— BEGIN —

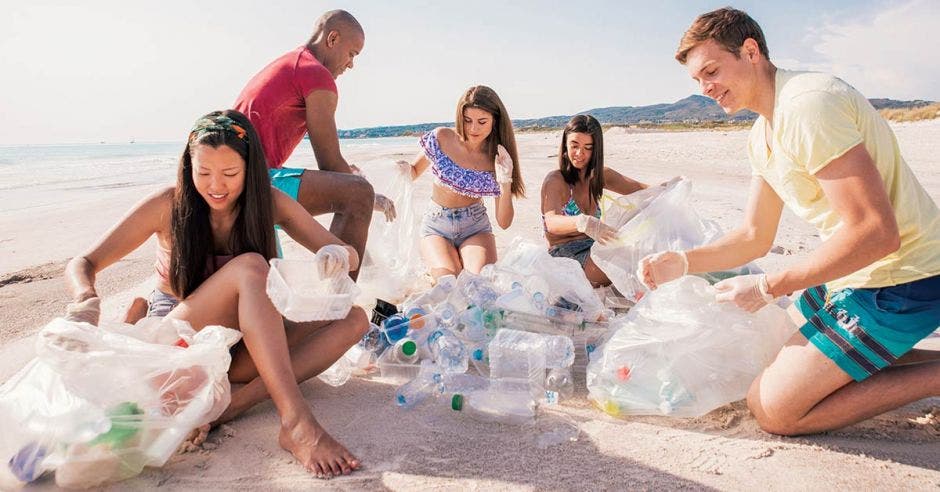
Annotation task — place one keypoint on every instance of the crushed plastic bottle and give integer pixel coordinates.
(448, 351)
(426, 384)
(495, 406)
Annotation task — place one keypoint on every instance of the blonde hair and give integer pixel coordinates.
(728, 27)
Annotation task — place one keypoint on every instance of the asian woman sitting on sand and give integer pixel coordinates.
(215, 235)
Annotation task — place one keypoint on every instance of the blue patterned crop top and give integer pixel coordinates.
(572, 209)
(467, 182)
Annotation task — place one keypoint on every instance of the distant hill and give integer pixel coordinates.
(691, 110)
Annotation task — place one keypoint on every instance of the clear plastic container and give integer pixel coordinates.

— END —

## Problem to work on
Update the lines starting with the one containing "sand and give integer pixel coordinates." and going on through the end of the entries: give them again with "keypoint" replaced by "marker" and everything else left unchanged.

## Worked answer
Annotation task — place one marker on every instance of the asian woman sitting on sand and give integer pixel coordinates.
(215, 235)
Annotation task — place one marker on every instance of the blue patterned crop top and give integer pixel coordinates.
(572, 209)
(467, 182)
Annotation task — place one marker on every instance of the distant hill and give integer pixel coordinates.
(691, 110)
Annotation task — place one marker on every instance of the clear plastic container and give integer pixel coordinates.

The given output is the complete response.